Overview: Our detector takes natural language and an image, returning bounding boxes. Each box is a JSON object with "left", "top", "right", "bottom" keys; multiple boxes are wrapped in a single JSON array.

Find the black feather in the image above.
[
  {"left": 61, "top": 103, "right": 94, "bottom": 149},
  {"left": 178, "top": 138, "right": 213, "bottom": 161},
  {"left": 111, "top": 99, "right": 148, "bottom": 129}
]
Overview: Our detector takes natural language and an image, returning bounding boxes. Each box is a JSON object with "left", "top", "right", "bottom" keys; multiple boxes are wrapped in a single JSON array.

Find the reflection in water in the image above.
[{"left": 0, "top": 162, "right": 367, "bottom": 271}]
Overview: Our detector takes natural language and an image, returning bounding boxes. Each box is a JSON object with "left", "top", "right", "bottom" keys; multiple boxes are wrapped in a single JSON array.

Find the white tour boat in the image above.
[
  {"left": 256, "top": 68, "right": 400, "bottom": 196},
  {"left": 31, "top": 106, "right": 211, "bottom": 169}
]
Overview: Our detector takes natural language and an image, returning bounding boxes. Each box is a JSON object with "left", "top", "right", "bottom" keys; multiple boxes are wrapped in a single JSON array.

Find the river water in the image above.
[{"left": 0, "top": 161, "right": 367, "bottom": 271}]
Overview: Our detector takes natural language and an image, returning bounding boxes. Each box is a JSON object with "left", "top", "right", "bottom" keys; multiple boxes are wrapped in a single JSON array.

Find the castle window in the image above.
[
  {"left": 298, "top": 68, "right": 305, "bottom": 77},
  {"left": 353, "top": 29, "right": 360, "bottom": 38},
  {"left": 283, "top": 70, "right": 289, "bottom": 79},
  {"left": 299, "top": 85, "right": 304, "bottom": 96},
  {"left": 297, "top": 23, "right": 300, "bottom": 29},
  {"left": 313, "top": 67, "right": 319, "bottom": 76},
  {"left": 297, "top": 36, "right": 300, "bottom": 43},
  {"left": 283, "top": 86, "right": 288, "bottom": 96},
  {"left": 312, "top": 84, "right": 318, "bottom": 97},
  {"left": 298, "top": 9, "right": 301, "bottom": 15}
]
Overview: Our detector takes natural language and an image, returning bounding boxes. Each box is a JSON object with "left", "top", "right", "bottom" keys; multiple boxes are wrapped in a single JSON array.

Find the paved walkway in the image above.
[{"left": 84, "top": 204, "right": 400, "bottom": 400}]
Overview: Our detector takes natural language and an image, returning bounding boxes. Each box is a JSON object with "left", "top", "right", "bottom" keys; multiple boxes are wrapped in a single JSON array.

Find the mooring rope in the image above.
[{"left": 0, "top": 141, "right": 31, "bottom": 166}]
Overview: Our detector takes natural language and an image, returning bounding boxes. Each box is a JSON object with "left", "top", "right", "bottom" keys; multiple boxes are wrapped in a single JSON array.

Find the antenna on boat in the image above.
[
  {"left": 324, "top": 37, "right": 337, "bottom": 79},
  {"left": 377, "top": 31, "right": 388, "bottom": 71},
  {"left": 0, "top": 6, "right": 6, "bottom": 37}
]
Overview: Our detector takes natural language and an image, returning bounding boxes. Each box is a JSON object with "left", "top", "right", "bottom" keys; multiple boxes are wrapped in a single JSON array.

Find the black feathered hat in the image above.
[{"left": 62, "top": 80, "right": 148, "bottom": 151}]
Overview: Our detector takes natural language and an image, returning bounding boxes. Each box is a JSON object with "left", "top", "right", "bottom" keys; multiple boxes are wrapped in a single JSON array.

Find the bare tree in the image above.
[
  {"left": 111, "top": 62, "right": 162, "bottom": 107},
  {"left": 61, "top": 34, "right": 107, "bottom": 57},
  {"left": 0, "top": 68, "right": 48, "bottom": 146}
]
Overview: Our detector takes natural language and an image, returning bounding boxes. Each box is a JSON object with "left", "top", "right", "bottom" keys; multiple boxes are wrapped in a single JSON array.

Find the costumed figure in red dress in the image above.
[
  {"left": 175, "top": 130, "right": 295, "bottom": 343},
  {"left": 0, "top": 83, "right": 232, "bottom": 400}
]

* **PROBLEM TO WORK ON**: Return exactly the lines from the one containing "Find the bare tree in the image above." through the last line of the records above, both included, and nothing else.

* **OUTPUT BELOW**:
Find the bare tree in the image above.
[
  {"left": 111, "top": 62, "right": 162, "bottom": 107},
  {"left": 61, "top": 34, "right": 107, "bottom": 57},
  {"left": 0, "top": 68, "right": 48, "bottom": 146}
]
Overview: Our detector takes natural language and an image, returning bounding boxes. Each box is a JSON object with "left", "top", "right", "bottom" keys; multiple boxes are wrapped in a single JSON array.

Find the costumed figure in red dress in the image above.
[
  {"left": 175, "top": 130, "right": 295, "bottom": 343},
  {"left": 0, "top": 83, "right": 232, "bottom": 400}
]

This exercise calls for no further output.